--- Cuplikan Teks ---

Komisi XI Usulkan Revisi UU Perbankan
VIVA.co.id – Anggota Komisi XI DPR RI dari Fraksi Partai Gerindra, Heri Gunawan mengatakan bahwa kehadiran investor asing pada perbankan nasional memiliki dampak positif dan negatif karena implikasi kehadirannya dipengaruhi oleh banyak faktor dan kondisi.
Demikian disampaikan Heri saat menanggapi adanya mayoritas kepemilikan saham asing di sektor perbankan di Indonesia.
Paling tidak, lanjut dia, ada beberapa dampak negatif yang ada dan berpotensi timbul dari besarnya kepemilikan asing di sektor perbankan.
"Pertama, pasokan kredit perbankan kurang dapat berkembang ke sektor-sektor produktif, karena sebagian besar kredit bank-bank yang dimiliki asing lebih menfokuskan pada sektor jasa dan konsumsi yang memiliki return tinggi. Sementara kredit sektor produktif seperti pertanian, manufaktur dan infrastruktur dan sebagainya kurang diminati," ujar eks Wakil Ketua Komisi VI DPR RI ini di Kompleks Parlemen Jakarta, Rabu 6 April 2016.
Selain itu, menurutnya, kehadiran investor asing di sektor perbankan belum mampu menciptakan efisiensi industri, sebaliknya yang terjadi hanya kompetisi antar bank pada segmen-segmen tertentu sehingga secara umum tidak ada peningkatan efisiensi sebelum dan sesudah investor asing masuk.

--- Cuplikan Baris Data ---

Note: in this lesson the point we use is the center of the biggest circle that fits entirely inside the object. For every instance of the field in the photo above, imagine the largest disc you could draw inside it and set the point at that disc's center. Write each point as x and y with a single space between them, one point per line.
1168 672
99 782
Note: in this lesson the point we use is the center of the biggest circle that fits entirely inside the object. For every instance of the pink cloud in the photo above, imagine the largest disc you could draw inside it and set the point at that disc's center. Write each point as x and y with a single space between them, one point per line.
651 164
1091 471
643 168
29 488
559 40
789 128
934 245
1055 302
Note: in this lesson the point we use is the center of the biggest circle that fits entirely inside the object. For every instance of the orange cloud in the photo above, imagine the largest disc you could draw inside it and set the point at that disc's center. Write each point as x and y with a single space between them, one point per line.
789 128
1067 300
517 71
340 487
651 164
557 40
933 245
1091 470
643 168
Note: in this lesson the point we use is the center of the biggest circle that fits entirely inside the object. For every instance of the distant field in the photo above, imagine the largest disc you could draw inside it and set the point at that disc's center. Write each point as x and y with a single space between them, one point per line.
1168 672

---

Bagian Latihan
1. Tulis lagi bagian berita tentang kepemilikan asing di perbankan dari "Selain itu, menurutnya, kehadiran" sampai "investor asing masuk.", lalu tukar "investor asing" dengan "pemodal luar negeri".
2. Cari semua baris yang memuat kata "pink" lalu salin baris-baris itu. Huruf besar dan kecil dibedakan.
Teks berita dan baris-baris ini tidak ada hubungannya satu sama lain.

Kumpulan Jawaban
1.
Selain itu, menurutnya, kehadiran pemodal luar negeri di sektor perbankan belum mampu menciptakan efisiensi industri, sebaliknya yang terjadi hanya kompetisi antar bank pada segmen-segmen tertentu sehingga secara umum tidak ada peningkatan efisiensi sebelum dan sesudah pemodal luar negeri masuk.

2.
Note: in this lesson the point we use is the center of the biggest circle that fits entirely inside the object. For every instance of the pink cloud in the photo above, imagine the largest disc you could draw inside it and set the point at that disc's center. Write each point as x and y with a single space between them, one point per line.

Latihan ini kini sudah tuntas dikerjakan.